-- Directions for this task --
Copy each line of the listing that includes "jersey".

*** Opening Exercise materials ***

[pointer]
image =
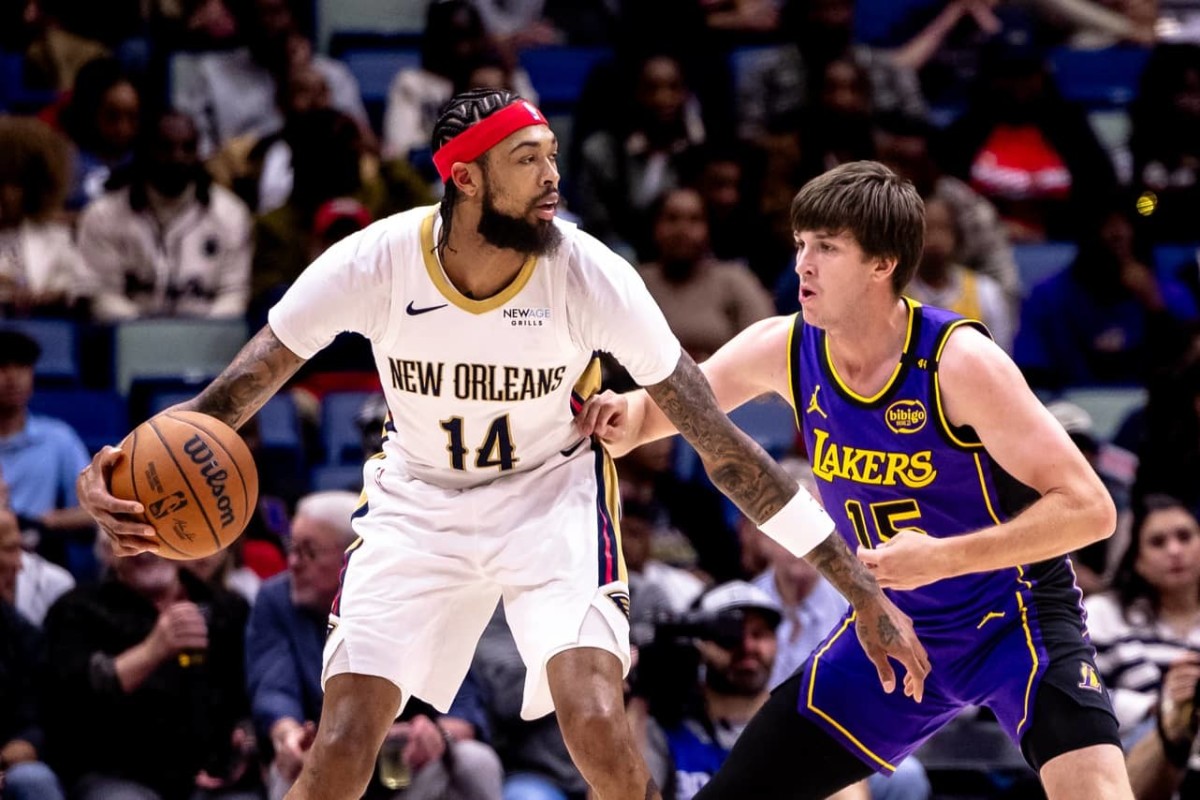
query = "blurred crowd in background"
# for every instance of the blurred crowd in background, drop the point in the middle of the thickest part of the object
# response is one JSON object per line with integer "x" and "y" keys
{"x": 168, "y": 167}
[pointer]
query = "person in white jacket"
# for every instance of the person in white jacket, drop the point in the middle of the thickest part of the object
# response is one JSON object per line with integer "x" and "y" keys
{"x": 41, "y": 270}
{"x": 165, "y": 241}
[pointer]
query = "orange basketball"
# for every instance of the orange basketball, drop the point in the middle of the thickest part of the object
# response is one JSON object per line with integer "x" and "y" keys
{"x": 195, "y": 477}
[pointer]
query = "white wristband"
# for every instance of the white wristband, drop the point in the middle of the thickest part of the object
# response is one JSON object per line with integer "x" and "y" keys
{"x": 799, "y": 525}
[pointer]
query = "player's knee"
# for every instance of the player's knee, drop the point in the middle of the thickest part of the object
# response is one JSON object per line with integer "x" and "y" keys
{"x": 589, "y": 722}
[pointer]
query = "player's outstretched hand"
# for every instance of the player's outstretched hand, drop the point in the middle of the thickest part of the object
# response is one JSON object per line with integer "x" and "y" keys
{"x": 909, "y": 560}
{"x": 605, "y": 415}
{"x": 885, "y": 631}
{"x": 114, "y": 516}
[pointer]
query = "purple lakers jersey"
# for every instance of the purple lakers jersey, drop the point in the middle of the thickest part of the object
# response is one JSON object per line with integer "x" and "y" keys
{"x": 893, "y": 462}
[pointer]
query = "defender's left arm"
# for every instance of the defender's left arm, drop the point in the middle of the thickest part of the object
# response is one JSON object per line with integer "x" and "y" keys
{"x": 983, "y": 389}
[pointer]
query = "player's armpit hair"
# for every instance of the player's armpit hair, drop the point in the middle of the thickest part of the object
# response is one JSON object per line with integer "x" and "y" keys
{"x": 257, "y": 372}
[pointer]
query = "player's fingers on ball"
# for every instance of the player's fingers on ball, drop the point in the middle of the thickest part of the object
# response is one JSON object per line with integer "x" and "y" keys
{"x": 887, "y": 675}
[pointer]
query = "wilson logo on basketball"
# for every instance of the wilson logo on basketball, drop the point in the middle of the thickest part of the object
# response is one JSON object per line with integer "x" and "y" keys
{"x": 168, "y": 505}
{"x": 214, "y": 475}
{"x": 906, "y": 416}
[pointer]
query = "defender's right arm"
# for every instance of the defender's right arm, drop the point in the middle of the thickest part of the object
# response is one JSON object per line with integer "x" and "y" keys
{"x": 234, "y": 396}
{"x": 751, "y": 364}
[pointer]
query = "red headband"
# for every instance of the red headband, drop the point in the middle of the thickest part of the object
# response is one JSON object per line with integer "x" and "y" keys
{"x": 483, "y": 136}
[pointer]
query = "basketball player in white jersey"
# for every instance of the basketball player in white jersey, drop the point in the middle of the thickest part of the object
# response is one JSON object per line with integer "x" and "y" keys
{"x": 485, "y": 317}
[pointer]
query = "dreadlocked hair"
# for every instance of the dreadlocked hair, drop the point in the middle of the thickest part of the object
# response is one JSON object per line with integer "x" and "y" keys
{"x": 463, "y": 110}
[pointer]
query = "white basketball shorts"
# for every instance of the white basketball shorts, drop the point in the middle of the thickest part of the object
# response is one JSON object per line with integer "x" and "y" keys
{"x": 423, "y": 579}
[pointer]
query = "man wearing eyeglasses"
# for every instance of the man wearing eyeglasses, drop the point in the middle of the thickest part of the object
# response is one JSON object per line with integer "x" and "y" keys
{"x": 283, "y": 660}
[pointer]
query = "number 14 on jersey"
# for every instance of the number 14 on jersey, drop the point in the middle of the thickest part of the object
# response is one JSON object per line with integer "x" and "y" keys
{"x": 495, "y": 451}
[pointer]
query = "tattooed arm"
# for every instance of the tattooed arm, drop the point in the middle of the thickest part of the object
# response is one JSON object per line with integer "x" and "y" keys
{"x": 760, "y": 487}
{"x": 253, "y": 377}
{"x": 256, "y": 373}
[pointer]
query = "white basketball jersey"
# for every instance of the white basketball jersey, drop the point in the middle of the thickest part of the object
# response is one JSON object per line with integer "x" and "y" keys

*** Closing Exercise materials ***

-- Expected answer --
query = "purple lakers jersey"
# for every instance of the purple lakers jersey, drop the point in the middle of the thickest part of the object
query = "basketball player in white jersey"
# for every instance of the basketball player in white jersey, drop the point in the middle of the thickest part of the object
query = "number 14 on jersey"
# for every instance of the number 14 on jersey, drop the point in the middle of the thickest part of the object
query = "white basketball jersey"
# for every instance of the white basketball jersey, drop the point in the middle of the thickest part of the object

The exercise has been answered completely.